> [YOUR OBJECTIVE] Restate the data exactly, with nothing altered.

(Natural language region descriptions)
————

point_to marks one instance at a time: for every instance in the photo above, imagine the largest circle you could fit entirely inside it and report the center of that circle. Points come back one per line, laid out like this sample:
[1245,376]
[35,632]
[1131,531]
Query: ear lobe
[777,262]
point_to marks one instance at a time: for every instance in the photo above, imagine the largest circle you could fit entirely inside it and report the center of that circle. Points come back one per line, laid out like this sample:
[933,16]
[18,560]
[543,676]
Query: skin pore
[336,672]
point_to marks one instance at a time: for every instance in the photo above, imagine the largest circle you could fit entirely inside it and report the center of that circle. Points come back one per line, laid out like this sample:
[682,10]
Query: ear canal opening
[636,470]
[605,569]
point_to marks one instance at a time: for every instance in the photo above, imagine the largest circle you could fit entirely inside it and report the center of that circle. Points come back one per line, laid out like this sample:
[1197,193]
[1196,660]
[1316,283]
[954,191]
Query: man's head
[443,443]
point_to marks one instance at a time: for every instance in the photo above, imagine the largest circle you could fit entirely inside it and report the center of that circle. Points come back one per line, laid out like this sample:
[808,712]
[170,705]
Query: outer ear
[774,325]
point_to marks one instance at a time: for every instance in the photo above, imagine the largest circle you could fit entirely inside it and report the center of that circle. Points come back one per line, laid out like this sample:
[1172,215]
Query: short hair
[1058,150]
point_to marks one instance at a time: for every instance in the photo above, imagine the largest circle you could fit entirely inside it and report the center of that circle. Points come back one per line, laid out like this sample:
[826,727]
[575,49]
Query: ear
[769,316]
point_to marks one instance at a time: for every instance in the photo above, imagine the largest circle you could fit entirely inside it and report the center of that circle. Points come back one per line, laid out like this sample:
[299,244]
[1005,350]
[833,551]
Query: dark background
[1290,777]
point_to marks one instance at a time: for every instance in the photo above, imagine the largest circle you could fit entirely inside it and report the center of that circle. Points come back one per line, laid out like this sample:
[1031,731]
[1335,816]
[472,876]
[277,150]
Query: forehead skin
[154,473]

————

> [RESULT BELOW]
point_to marks one instance at a time: for every instance in the photo above, imagine the largest circle you could fit entirely inside it and report the center of that circle. Points come back one per line, laid out like this sample:
[1245,376]
[35,632]
[1131,531]
Query: ear lobe
[777,262]
point_to marks one instance at a time: for every instance in the photo above, imagine the largest circle you could fit entirely inside it and report the center of that circle. Points come back one per line, laid out like this sample:
[933,16]
[18,560]
[543,676]
Query: skin pore
[336,672]
point_to marks one instance at a time: for every instance in the photo above, imagine the largest circle you could fit entirely inside it and report the center of that circle. Points come back one per line, laid out like this sample:
[682,10]
Query: ear canal opening
[636,470]
[605,569]
point_to marks one instance at a time: for every instance in the photo above, imagine the largest circle you could fit entirely inside it and report the center of that circle. Points come back one per line, laid out like this sample:
[1197,193]
[1196,660]
[1316,283]
[954,191]
Query: man's head
[443,443]
point_to marks one instance at a time: for every instance in the photo above, imagine the largest circle you could fit entirely inside it and report the center of that circle. Points come back one per line, laid out like this sample:
[808,712]
[170,705]
Query: outer ear
[774,325]
point_to marks one instance at a time: for every instance in the photo above, imagine the largest circle you could fit entirely inside it and report the center of that circle. Points come back one per line, laid out like this sample:
[1172,215]
Query: short hair
[1058,150]
point_to marks one instance at a time: for every instance in the photo above, imagine the largest circle you could fit entirely inside it and report the center of that circle. Points come back one per line, laid out like this sample:
[826,727]
[575,49]
Query: ear
[769,316]
point_to marks one instance at a time: for every instance in the photo above, imagine the largest circle you could fit entirely inside it and report the center of that circle. Points come back one per line, laid out like this sample:
[299,244]
[1005,350]
[833,551]
Query: dark background
[1290,777]
point_to marks one instance at a time: for every instance in the photo above, imagine the largest circle you could fit entirely inside it and report the center of that circle. Points come back one per line, laid out like this sample:
[1031,731]
[1335,816]
[472,876]
[277,150]
Query: forehead skin
[154,473]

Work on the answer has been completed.